---------- Data shown

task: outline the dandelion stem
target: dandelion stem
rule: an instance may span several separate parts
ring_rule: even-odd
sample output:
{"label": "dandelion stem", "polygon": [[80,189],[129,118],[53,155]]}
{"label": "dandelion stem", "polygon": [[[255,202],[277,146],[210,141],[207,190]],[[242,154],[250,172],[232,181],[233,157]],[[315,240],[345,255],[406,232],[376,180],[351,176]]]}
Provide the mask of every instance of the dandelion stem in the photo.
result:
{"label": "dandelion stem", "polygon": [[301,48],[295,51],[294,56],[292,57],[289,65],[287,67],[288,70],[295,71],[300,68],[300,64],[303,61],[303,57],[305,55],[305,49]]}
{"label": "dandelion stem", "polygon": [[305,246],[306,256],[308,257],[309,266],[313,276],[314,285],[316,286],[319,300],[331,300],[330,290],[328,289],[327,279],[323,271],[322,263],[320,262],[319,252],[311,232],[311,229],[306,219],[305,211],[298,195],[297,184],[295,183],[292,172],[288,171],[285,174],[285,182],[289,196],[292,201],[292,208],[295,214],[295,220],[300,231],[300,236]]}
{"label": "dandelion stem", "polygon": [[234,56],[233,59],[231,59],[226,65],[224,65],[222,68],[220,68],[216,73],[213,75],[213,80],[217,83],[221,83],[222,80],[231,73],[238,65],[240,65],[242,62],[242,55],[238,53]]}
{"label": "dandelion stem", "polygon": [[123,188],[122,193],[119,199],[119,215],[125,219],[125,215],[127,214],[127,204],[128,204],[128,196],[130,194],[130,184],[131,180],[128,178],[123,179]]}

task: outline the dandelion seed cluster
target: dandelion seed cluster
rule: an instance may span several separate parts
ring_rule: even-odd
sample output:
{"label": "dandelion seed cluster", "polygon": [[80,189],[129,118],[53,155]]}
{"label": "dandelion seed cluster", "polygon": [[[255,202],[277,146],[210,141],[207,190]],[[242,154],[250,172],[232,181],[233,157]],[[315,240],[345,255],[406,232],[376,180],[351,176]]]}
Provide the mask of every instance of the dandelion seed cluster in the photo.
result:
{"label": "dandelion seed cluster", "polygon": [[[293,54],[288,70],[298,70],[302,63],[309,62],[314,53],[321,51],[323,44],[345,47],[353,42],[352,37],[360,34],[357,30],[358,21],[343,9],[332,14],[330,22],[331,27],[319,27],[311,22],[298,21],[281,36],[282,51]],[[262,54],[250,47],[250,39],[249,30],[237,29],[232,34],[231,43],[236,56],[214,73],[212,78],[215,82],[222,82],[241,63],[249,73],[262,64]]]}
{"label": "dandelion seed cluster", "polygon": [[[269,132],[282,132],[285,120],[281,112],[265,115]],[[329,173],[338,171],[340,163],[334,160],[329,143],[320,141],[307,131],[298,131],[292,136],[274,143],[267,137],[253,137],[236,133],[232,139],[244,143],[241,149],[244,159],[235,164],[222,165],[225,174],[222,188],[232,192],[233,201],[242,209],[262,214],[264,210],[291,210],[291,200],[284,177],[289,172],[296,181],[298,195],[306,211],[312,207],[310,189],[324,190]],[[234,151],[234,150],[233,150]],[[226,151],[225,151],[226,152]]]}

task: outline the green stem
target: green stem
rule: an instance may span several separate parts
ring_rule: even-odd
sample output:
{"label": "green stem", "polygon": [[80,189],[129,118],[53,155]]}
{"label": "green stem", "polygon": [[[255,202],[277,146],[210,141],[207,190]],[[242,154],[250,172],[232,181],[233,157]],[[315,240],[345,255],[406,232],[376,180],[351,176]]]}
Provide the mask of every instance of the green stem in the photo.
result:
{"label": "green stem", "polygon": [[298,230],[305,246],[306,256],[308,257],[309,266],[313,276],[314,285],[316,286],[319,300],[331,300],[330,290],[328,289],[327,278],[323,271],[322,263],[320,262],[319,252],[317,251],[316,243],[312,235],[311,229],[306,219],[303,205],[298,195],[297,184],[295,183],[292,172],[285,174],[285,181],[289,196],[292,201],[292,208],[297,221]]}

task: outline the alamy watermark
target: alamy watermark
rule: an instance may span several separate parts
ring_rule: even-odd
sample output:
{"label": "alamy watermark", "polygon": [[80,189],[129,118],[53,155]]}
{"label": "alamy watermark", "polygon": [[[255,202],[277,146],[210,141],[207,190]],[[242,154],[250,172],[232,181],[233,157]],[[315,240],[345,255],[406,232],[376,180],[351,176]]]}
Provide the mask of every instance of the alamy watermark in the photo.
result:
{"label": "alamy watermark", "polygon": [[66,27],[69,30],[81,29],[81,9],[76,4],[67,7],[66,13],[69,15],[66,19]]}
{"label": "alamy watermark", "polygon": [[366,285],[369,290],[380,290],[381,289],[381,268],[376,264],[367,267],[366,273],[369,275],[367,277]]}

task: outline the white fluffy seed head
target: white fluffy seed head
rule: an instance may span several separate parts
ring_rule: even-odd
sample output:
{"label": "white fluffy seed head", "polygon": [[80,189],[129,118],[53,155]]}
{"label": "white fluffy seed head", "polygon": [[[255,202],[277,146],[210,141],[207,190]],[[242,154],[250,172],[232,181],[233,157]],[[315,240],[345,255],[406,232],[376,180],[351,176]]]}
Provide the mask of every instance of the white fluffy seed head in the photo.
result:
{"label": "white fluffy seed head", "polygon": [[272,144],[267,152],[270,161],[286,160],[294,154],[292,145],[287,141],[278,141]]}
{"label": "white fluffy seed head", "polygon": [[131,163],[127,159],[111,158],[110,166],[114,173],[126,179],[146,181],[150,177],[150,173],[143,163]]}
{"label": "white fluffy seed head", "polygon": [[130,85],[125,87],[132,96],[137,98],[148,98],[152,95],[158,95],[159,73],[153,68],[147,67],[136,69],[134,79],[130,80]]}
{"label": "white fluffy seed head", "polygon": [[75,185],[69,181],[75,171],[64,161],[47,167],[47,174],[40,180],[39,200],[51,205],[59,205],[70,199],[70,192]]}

--------------------

### Work item
Wherever a line of the data holds "outline", copy that line.

### Task solution
task: outline the dandelion stem
task: outline the dandelion seed cluster
task: outline the green stem
task: outline the alamy watermark
task: outline the white fluffy seed head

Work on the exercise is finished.